[Location identification items]
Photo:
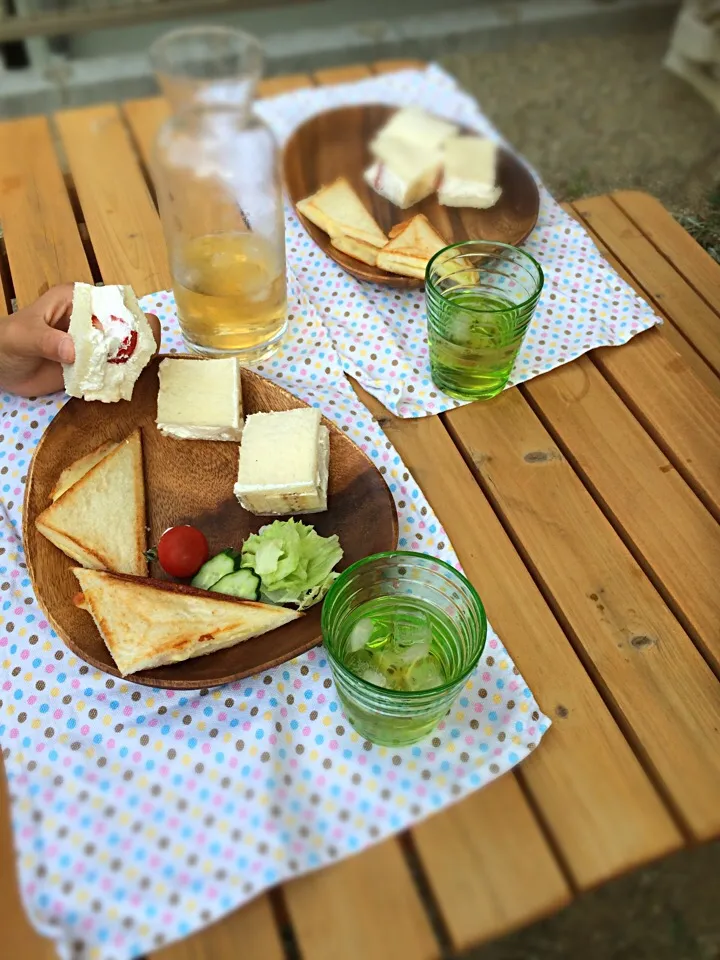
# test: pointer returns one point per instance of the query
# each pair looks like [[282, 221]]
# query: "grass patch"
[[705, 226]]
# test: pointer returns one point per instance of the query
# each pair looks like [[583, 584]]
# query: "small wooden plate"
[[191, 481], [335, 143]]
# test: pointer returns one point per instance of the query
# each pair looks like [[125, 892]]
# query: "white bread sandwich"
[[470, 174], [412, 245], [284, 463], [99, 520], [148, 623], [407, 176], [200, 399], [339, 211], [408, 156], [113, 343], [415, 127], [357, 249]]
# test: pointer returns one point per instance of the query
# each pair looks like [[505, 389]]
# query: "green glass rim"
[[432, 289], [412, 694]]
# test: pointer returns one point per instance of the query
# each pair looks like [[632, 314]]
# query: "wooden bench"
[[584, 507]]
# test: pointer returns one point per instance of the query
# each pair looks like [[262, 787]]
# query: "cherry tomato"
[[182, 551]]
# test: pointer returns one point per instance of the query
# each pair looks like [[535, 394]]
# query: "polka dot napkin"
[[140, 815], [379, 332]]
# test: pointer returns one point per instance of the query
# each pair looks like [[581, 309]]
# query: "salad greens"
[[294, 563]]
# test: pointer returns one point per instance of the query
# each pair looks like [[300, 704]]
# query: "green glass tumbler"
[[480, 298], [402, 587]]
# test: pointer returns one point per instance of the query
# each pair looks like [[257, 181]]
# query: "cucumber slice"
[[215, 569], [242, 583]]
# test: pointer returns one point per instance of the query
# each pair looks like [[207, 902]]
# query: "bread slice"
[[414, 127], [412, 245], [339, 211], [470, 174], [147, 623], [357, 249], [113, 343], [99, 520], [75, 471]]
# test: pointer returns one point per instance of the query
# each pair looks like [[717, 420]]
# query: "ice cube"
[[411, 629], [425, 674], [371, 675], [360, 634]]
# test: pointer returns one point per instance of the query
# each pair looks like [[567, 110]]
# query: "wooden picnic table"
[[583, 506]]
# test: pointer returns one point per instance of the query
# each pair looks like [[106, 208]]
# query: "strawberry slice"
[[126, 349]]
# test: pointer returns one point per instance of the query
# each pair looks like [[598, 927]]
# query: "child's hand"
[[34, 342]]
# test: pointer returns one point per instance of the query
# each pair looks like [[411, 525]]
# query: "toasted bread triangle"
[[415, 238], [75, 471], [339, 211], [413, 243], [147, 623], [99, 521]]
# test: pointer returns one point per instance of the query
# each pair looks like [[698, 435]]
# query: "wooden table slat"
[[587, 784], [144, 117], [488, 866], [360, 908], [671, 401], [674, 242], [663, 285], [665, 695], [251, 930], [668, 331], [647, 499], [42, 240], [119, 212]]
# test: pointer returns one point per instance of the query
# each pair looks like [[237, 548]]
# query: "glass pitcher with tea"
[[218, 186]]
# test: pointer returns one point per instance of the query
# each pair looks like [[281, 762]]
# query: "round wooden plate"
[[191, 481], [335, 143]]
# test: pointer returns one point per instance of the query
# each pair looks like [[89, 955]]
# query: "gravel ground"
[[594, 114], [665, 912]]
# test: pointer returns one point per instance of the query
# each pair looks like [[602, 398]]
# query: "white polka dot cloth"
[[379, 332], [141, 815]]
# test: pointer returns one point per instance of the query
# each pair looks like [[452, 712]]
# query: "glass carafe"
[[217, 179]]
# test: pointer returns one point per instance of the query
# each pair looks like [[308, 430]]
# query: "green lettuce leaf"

#### GIVEN INSTRUCTION
The records above need to be restated word for word, with the pictures left out.

#### TASK RESPONSE
Photo:
# test: pointer returns one point per instance of the query
# each pair looks like [[282, 221]]
# query: "grass patch"
[[705, 226]]
# test: pointer returns one point per instance of the query
# each pair looks like [[583, 584]]
# query: "small wooden plate"
[[191, 481], [335, 143]]
# test: pointer returns one point per instance of the query
# each pair looks like [[125, 892]]
# query: "white bread sandwich"
[[470, 174], [412, 245], [284, 463], [99, 520], [148, 623], [407, 176], [200, 399], [339, 211], [408, 156], [113, 343], [415, 127], [357, 249]]
# test: pointer returns one point per instance of the query
# each pair looks like [[505, 389]]
# query: "green glass rim"
[[432, 289], [412, 694]]
# test: pointer returns one point per instance of the query
# each pair looks like [[632, 314]]
# query: "wooden bench"
[[584, 507]]
# test: pointer returns one point per instance of the query
# each pair looks like [[262, 787]]
# query: "cherry tomato"
[[182, 551]]
# test: pointer returns one point per instance of the query
# each pair looks like [[535, 394]]
# query: "polka dot napkin"
[[140, 815], [379, 332]]
# test: pointer returns one point per instance of the query
# each pair looks like [[581, 309]]
# query: "salad greens"
[[294, 563]]
# test: pointer returns one point per instance of the query
# each pair looks like [[300, 704]]
# query: "green glass tumbler"
[[480, 298], [402, 587]]
# test: pointer returns one point per instance of the query
# each pair looks like [[257, 181]]
# query: "cucumber slice"
[[215, 569], [242, 583]]
# test: pointer returns one point per instance of the query
# each pair looks like [[207, 902]]
# query: "bread slice"
[[414, 127], [412, 245], [339, 211], [470, 174], [147, 623], [357, 249], [113, 343], [99, 520], [75, 471]]
# test: pointer returns one point per instance of the query
# each pair looks like [[717, 420]]
# query: "ice cube"
[[411, 629], [425, 674], [371, 675], [360, 634]]
# test: pointer returns one point per instance of the query
# each pair looks like [[567, 110]]
# query: "wooden picnic table"
[[583, 506]]
# test: pointer returns one point per instance of the query
# each pair looks like [[106, 208]]
# query: "strawberry slice"
[[126, 349]]
# test: pointer returns one point per instance of the query
# each pair looks like [[598, 927]]
# query: "child's hand"
[[34, 342]]
# test: pointer returns one point per instance of the query
# each pair looks like [[411, 525]]
# query: "toasted bread triangle"
[[415, 238], [75, 471], [339, 211], [413, 243], [147, 623], [99, 521]]
# test: pointer returns one point per instance of the query
# each pair looks like [[698, 435]]
# query: "wooden table slat"
[[587, 784], [144, 117], [488, 866], [360, 908], [671, 401], [674, 242], [663, 285], [665, 695], [251, 930], [668, 331], [647, 499], [42, 240], [119, 212]]
# test: pointer returns one point per instance of the query
# each pair looks like [[237, 548]]
# query: "glass pitcher with tea"
[[218, 186]]
# test: pointer returns one point per instance of the query
# each pair looks like [[281, 762]]
# query: "round wooden plate"
[[191, 481], [335, 143]]
# test: pointer returns one point per instance of the query
# each pair looks like [[89, 955]]
# query: "gravel ground"
[[594, 114], [665, 912]]
# test: pointer returns one point per instance of the query
# each pair looks like [[602, 398]]
# query: "white polka dot cloth"
[[379, 332], [141, 815]]
# test: pointer returns one point per instance of the query
# each pair looks like [[452, 712]]
# query: "glass carafe"
[[217, 179]]
# test: pointer returns one point per instance of the query
# each pair looks like [[308, 430]]
# query: "green lettuce leaf"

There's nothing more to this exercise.